**Reading text**
· · · ·

Turkey’s Hürriyet daily reports that two Russian citizens have been arrested in Istanbul by police on suspicion of involvement in the murder of Abdulvakhid Edelgireyev, a Chechen separatist who fought with the late Doku Umarov ( the ’emir’ of the Caucasus Emirate jihadist group), and subsequently raised funds for the group in Turkey.
Edelgireyev was shot dead in Istanbul on November 1 of last year — the latest in a string of assassinations of Chechens involved in the insurgency in the North Caucasus.
The Guardian‘s Shaun Walker wrote an extensive report on the killing in Janurary:
Murder in Istanbul: Kremlin's hand suspected in shooting of Chechen
Abdulvakhid Edelgireyev survived for years hiding in the Chechen mountains, launching attacks on Russian security forces and evading capture. He survived the battlefields of Syria, and those of east Ukraine. But in November his life came to an abrupt end in a flurry of bullets: he was shot dead in broad daylight in Istanbul as he embarked on a shopping trip with his three-year-old niece.

· · · ·

(Recorded data)
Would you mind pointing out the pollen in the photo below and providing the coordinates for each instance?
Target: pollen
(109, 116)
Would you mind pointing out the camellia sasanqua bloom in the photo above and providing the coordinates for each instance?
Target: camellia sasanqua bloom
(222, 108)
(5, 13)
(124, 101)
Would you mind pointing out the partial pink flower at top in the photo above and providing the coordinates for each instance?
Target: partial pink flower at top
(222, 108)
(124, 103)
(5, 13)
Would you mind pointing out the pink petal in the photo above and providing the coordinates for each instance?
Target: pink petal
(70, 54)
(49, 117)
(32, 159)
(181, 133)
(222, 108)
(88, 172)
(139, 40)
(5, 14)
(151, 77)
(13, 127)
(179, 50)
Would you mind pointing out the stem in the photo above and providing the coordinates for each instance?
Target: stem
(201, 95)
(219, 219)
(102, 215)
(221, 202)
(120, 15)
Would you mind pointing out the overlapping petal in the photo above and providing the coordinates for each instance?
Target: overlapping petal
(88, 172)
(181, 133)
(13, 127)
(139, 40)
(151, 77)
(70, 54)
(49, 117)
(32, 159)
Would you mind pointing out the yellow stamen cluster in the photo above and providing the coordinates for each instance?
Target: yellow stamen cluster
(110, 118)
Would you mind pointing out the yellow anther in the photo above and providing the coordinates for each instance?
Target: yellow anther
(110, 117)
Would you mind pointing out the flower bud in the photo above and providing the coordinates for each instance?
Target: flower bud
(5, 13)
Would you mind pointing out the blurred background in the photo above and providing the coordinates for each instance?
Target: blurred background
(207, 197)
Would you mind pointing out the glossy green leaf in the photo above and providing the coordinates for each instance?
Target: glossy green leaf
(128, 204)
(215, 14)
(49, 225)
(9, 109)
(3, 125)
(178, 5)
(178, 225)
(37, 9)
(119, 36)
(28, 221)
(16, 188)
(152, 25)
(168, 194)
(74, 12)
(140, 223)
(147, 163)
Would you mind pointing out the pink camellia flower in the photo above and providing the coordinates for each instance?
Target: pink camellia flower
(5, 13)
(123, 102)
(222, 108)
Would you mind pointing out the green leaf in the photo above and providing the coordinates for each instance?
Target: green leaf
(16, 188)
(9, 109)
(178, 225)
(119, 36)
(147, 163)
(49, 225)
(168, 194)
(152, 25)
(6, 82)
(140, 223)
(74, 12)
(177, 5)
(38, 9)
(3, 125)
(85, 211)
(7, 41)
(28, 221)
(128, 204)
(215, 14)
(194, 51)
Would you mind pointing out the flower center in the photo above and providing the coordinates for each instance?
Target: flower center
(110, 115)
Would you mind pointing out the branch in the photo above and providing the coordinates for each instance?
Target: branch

· · · ·

**Using the information**
1. Repeat the passage of the news report on the Edelgireyev killing from "Edelgireyev was shot" up to and including "his three-year-old niece.".
2. According to the news report on the Edelgireyev killing, who was with Edelgireyev when he set out on the shopping trip during which he was shot?
3. Sum up the news report on the Edelgireyev killing in two sentences.
The entries have no connection to the news report on the Edelgireyev killing.

**Answers to this exercise**
1.
Edelgireyev was shot dead in Istanbul on November 1 of last year — the latest in a string of assassinations of Chechens involved in the insurgency in the North Caucasus.
The Guardian‘s Shaun Walker wrote an extensive report on the killing in Janurary:
Murder in Istanbul: Kremlin's hand suspected in shooting of Chechen
Abdulvakhid Edelgireyev survived for years hiding in the Chechen mountains, launching attacks on Russian security forces and evading capture. He survived the battlefields of Syria, and those of east Ukraine. But in November his life came to an abrupt end in a flurry of bullets: he was shot dead in broad daylight in Istanbul as he embarked on a shopping trip with his three-year-old niece.

2. His three-year-old niece.

3. Police in Istanbul have arrested two Russian citizens suspected of involvement in the murder of Abdulvakhid Edelgireyev, a Chechen separatist who fought with Doku Umarov and later raised funds in Turkey for the Caucasus Emirate group. Edelgireyev was shot dead in broad daylight in Istanbul on November 1 while setting out on a shopping trip with his three-year-old niece, the latest in a string of assassinations of Chechens involved in the North Caucasus insurgency.